Extrait du texte
———

Le Tirailleur Républicain

Apocalypto, ou Enfers et Paradis de Mel Gibson

 

La première des choses que l'on ai envie de faire lorsque l'on entends qu'il ne faut surtout pas aller voir tel ou tel film, c'est d'y aller. Le Tirailleur ne déroge pas à la règle. L'énorme buzz médiatique qui a accompagné la sortie de ce film en France (et dans le monde), les qualificatifs de "boucherie sans nom", de film gore et anti-historique ont de suite attiré l'attention du Tiraillleur. Et puis, la personnalité contreversée de son réalisateur, Mel Gibson, et toutes les casseroles que ce dernier traînne avec lui depuis quelques temps, n'ont fait qu'atiser l'impatience de votre serviteur dont le mot d'ordre pourrait être de ne pas se laisser dicter sa pensée par les autres. Il fallait donc aller voir ce "navet" pour se rendre compte de l'ampleur des dégâts, et puis 1 euros de plus ou de moins dans la poche de William Wallace ce n'est pas grave!

———

[Données stockées]
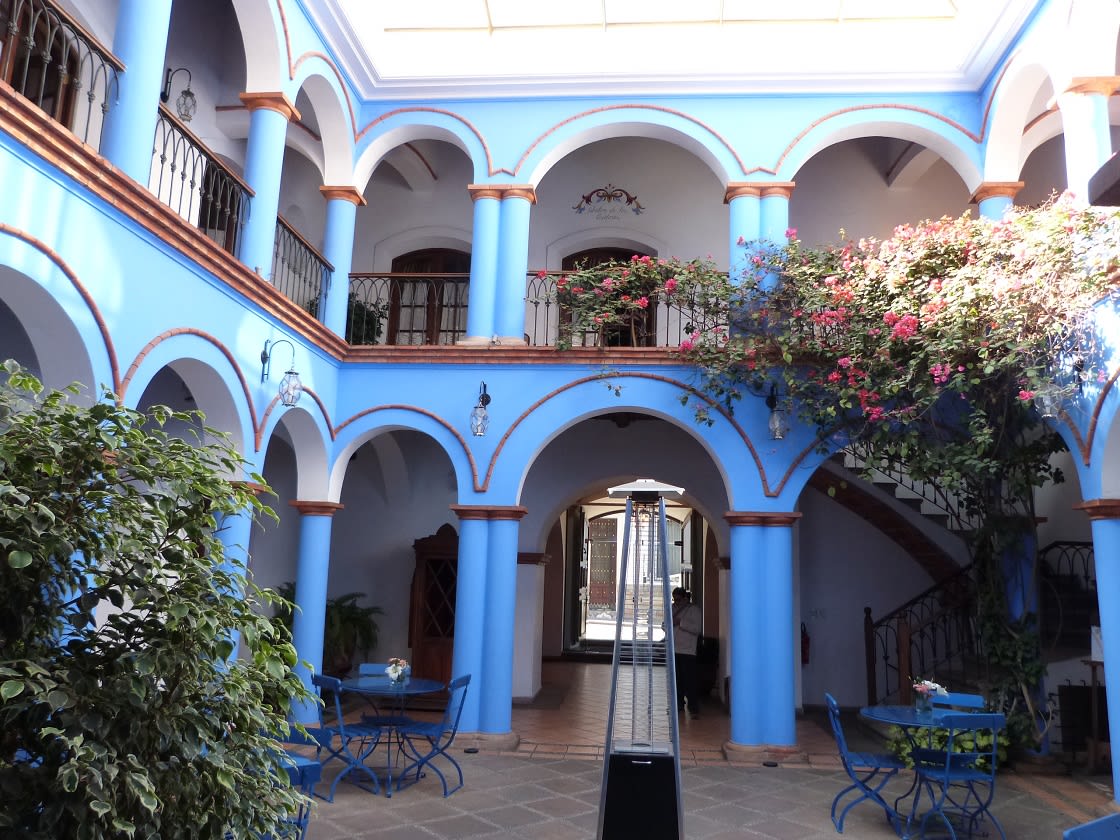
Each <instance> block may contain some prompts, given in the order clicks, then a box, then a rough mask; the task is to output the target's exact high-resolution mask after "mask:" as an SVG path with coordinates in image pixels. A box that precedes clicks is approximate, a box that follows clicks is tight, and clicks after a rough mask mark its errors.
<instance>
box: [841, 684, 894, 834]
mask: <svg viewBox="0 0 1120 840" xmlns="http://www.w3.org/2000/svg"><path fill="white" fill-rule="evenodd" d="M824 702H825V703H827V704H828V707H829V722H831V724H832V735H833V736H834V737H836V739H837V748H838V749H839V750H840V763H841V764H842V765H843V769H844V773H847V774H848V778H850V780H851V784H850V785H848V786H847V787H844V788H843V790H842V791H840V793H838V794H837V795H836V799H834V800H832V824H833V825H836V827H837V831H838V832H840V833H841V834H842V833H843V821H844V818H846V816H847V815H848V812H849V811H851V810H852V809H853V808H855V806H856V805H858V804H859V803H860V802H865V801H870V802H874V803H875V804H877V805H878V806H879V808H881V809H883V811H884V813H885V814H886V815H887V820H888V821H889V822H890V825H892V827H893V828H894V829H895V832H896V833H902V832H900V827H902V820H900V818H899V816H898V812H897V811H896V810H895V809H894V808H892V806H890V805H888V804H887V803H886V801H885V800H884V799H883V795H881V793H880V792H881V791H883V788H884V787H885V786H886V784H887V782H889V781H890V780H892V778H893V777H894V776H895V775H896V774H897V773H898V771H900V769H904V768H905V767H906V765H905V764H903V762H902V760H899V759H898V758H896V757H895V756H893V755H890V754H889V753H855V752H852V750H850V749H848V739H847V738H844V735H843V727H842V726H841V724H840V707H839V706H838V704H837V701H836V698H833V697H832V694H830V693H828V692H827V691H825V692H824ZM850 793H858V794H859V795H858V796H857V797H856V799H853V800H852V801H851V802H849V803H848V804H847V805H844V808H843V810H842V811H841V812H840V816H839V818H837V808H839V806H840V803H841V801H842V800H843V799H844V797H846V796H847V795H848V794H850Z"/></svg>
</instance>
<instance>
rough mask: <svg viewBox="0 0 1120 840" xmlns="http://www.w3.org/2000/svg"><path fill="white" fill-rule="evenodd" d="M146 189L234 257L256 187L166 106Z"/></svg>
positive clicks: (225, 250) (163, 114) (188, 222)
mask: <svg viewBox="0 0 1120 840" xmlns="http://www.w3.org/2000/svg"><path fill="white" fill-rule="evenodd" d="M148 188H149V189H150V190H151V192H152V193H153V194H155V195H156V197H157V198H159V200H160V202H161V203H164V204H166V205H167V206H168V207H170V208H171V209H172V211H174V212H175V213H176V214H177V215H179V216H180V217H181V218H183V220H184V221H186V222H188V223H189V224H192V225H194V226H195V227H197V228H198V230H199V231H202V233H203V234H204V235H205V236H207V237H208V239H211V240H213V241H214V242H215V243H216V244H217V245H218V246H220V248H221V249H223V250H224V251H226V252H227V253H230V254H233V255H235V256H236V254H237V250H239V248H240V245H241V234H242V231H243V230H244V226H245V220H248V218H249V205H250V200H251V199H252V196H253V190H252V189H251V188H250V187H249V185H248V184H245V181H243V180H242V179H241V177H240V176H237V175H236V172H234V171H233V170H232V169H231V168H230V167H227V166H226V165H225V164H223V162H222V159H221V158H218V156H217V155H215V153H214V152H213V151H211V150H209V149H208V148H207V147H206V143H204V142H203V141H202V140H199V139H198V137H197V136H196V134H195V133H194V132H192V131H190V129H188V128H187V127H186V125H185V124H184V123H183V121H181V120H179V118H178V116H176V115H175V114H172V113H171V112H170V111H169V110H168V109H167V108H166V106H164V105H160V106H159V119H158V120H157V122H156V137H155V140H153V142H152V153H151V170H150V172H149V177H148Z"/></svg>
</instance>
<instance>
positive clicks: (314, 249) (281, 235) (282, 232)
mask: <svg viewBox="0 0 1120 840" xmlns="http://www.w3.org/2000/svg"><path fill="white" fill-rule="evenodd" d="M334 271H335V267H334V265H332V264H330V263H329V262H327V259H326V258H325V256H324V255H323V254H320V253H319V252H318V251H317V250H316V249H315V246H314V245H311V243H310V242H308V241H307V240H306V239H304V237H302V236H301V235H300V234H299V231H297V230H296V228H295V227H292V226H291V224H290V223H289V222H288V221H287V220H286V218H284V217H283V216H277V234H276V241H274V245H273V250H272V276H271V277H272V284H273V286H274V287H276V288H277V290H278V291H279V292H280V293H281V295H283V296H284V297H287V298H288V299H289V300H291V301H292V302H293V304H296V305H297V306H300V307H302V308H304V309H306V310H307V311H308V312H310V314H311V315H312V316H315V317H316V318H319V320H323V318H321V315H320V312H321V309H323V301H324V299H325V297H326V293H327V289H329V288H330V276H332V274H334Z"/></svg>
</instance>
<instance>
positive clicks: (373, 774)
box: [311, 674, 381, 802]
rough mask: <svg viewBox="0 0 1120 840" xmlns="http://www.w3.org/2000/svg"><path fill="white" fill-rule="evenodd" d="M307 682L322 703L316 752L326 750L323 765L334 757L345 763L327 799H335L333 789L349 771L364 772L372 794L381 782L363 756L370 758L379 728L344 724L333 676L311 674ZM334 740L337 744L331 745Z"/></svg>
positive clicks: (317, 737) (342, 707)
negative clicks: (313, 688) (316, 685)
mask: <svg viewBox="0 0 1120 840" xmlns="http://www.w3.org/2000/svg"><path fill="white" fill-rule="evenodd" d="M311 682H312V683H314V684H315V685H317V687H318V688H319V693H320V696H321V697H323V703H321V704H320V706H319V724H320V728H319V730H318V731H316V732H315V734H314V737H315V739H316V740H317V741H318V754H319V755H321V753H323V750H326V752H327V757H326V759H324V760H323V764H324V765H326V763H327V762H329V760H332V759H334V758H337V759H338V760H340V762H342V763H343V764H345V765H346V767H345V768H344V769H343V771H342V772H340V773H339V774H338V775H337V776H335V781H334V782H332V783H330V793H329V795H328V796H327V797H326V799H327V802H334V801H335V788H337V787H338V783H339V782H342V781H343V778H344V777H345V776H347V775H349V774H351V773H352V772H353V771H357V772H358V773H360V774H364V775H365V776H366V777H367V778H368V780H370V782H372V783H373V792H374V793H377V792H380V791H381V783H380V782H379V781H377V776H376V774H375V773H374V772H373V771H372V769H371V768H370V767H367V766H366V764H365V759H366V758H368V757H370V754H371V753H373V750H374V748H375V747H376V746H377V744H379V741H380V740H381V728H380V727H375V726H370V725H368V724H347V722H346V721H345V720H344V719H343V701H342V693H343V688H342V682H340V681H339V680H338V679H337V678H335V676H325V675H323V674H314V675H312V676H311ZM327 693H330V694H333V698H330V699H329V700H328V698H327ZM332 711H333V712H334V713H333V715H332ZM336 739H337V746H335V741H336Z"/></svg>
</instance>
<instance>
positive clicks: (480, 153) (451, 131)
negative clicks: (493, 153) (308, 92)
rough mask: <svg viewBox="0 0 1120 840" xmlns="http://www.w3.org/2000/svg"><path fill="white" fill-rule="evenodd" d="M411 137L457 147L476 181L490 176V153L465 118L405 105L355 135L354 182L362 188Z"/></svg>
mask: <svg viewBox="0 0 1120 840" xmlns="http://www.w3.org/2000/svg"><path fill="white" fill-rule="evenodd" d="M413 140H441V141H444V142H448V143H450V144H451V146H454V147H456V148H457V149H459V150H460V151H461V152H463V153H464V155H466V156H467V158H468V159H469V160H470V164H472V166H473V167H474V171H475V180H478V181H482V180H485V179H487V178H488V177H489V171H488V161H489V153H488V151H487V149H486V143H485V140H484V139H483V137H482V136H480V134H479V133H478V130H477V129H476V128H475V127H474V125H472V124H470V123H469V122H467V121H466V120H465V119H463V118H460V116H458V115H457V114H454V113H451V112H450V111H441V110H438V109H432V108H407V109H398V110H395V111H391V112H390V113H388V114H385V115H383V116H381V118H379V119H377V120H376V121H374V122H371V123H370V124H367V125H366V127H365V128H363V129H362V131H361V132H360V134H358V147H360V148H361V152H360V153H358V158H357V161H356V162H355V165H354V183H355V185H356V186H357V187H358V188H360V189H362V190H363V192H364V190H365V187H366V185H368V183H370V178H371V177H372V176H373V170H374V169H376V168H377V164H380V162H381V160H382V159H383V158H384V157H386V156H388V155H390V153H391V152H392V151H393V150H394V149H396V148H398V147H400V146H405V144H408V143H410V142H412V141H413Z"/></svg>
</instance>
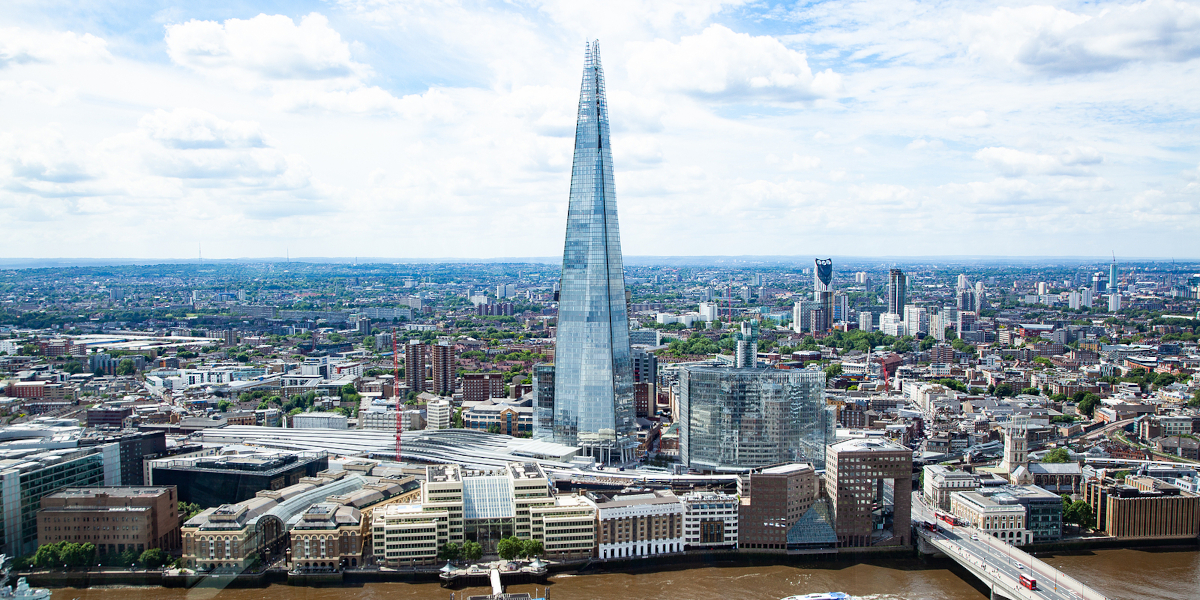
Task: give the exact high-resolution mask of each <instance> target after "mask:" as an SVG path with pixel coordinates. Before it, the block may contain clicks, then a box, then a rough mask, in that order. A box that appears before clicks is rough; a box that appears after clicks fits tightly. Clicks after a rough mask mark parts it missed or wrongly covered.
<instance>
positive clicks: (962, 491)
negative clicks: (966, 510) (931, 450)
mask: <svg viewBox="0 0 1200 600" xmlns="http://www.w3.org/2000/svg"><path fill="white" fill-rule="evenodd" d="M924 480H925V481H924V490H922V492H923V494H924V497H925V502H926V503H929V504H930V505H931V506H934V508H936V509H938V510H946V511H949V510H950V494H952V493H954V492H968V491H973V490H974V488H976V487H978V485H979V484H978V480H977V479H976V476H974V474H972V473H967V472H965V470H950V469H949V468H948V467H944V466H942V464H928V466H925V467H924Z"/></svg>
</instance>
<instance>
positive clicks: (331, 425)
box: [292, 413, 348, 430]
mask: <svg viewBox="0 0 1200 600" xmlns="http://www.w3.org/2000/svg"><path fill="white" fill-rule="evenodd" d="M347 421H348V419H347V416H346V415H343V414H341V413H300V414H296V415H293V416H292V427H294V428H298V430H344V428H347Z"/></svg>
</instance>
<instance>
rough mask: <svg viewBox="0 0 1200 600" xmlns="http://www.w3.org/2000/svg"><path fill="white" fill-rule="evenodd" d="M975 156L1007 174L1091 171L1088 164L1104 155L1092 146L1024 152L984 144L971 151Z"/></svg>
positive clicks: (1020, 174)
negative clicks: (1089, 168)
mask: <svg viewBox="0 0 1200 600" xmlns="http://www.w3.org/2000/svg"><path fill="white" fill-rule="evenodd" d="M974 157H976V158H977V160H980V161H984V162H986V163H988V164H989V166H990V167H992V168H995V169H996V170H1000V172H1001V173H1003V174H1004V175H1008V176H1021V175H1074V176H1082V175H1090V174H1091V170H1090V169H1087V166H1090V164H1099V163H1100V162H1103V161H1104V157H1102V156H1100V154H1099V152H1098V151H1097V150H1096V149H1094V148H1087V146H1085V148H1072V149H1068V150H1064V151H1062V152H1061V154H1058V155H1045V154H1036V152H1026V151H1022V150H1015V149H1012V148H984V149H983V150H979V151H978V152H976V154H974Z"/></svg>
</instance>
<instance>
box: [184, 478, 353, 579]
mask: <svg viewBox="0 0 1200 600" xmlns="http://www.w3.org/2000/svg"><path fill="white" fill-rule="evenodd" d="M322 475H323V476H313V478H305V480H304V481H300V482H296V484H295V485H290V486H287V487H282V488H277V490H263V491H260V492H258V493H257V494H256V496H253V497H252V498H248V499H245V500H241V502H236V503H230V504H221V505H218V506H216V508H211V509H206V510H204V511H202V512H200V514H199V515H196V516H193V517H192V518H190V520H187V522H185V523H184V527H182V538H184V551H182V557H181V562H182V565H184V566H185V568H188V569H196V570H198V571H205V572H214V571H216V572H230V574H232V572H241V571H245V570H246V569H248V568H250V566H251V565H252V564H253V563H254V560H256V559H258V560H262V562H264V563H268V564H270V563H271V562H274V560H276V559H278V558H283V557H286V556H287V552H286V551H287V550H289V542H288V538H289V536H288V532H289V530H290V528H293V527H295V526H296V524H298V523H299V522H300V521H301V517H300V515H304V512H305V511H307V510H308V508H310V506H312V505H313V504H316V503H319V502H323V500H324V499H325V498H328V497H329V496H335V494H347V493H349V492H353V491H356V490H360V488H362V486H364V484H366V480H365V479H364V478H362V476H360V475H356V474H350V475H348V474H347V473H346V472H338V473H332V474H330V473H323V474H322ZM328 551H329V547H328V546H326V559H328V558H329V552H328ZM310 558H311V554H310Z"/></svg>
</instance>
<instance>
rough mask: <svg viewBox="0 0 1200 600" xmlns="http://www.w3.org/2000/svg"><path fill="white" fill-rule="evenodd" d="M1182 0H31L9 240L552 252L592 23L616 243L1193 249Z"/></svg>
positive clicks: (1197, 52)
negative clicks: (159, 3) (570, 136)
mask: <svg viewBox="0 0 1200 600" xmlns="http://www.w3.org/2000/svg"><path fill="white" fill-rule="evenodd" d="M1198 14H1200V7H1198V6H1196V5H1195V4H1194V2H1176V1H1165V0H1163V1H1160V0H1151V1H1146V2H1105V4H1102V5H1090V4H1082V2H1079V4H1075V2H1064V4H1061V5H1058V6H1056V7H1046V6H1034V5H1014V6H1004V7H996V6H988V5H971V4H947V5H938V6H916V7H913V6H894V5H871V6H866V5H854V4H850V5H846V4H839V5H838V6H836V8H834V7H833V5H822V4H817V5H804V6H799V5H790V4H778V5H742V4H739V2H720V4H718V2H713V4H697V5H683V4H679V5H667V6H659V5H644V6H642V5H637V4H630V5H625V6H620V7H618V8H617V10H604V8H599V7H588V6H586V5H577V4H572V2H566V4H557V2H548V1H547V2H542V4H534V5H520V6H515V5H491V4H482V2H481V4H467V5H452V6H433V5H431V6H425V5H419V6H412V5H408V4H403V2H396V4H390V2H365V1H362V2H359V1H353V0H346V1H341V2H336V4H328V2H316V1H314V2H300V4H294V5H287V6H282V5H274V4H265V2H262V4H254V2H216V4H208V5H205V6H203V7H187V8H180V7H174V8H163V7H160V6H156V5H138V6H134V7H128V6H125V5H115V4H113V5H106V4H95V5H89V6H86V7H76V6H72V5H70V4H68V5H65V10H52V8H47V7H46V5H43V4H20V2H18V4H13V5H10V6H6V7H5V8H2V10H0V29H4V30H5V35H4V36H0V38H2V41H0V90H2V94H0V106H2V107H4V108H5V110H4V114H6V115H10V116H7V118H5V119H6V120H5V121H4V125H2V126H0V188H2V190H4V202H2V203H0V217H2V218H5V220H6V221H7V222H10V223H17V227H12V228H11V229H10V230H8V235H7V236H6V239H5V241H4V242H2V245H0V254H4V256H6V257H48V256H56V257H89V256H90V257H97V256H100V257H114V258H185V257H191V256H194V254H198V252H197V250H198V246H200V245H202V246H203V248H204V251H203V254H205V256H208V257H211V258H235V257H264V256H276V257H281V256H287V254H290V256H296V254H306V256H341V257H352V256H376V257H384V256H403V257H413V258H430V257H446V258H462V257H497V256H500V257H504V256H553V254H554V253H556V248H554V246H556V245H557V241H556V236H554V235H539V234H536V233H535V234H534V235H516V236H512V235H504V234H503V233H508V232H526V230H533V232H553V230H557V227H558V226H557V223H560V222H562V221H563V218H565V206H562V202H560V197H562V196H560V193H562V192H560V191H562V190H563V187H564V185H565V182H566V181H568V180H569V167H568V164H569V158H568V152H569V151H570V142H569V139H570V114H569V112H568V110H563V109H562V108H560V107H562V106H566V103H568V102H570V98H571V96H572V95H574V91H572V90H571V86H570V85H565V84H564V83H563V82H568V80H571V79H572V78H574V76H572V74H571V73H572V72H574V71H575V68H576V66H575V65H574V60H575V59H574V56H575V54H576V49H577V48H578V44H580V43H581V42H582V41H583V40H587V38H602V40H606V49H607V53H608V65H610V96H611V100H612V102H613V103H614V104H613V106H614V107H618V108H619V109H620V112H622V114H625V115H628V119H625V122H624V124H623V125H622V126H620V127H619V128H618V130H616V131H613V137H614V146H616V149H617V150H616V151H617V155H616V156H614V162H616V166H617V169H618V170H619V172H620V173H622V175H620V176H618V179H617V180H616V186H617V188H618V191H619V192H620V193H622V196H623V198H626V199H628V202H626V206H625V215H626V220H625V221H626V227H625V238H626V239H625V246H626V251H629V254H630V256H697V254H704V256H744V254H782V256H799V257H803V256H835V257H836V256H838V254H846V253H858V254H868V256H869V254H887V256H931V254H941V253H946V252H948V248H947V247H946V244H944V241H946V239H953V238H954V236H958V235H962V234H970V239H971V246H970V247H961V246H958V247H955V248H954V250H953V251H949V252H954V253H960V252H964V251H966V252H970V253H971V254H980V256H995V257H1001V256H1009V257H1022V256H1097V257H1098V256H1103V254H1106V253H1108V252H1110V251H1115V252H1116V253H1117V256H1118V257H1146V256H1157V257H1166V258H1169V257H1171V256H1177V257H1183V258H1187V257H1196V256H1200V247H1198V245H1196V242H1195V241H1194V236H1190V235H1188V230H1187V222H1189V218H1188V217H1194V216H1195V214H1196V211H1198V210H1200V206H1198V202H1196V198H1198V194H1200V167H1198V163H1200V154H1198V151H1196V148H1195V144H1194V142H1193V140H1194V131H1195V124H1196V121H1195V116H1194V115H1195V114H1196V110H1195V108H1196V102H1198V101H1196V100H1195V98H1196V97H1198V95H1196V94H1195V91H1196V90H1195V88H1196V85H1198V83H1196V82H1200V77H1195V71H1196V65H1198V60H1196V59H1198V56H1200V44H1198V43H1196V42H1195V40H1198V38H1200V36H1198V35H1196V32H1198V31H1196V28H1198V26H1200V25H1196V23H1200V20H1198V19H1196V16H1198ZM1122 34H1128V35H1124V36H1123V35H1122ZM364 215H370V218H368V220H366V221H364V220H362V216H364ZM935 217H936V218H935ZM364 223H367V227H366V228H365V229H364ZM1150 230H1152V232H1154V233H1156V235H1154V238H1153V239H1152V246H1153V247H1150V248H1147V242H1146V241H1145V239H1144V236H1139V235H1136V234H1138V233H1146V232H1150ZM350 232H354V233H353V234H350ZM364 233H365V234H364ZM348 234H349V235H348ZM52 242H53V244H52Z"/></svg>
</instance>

———

Travail demandé
1 > D'après l'extrait, qui a réalisé le film Apocalypto ?
2 > Indiquez si chacune de ces affirmations concorde avec l'extrait : (a) l'auteur a renoncé à aller voir le film ; (b) le film a été qualifié de film gore ; (c) le buzz médiatique autour du film est resté limité à la France.
3 > Recopiez fidèlement le passage de l'extrait qui va de « La première des » jusqu'à « n'est pas grave! ».

Réponses
1 > Mel Gibson.

2 >
(a) Non : « Il fallait donc aller voir ce "navet" pour se rendre compte de l'ampleur des dégâts ».
(b) Oui : « les qualificatifs de "boucherie sans nom", de film gore et anti-historique ».
(c) Non : « la sortie de ce film en France (et dans le monde) ».

3 >
La première des choses que l'on ai envie de faire lorsque l'on entends qu'il ne faut surtout pas aller voir tel ou tel film, c'est d'y aller. Le Tirailleur ne déroge pas à la règle. L'énorme buzz médiatique qui a accompagné la sortie de ce film en France (et dans le monde), les qualificatifs de "boucherie sans nom", de film gore et anti-historique ont de suite attiré l'attention du Tiraillleur. Et puis, la personnalité contreversée de son réalisateur, Mel Gibson, et toutes les casseroles que ce dernier traînne avec lui depuis quelques temps, n'ont fait qu'atiser l'impatience de votre serviteur dont le mot d'ordre pourrait être de ne pas se laisser dicter sa pensée par les autres. Il fallait donc aller voir ce "navet" pour se rendre compte de l'ampleur des dégâts, et puis 1 euros de plus ou de moins dans la poche de William Wallace ce n'est pas grave!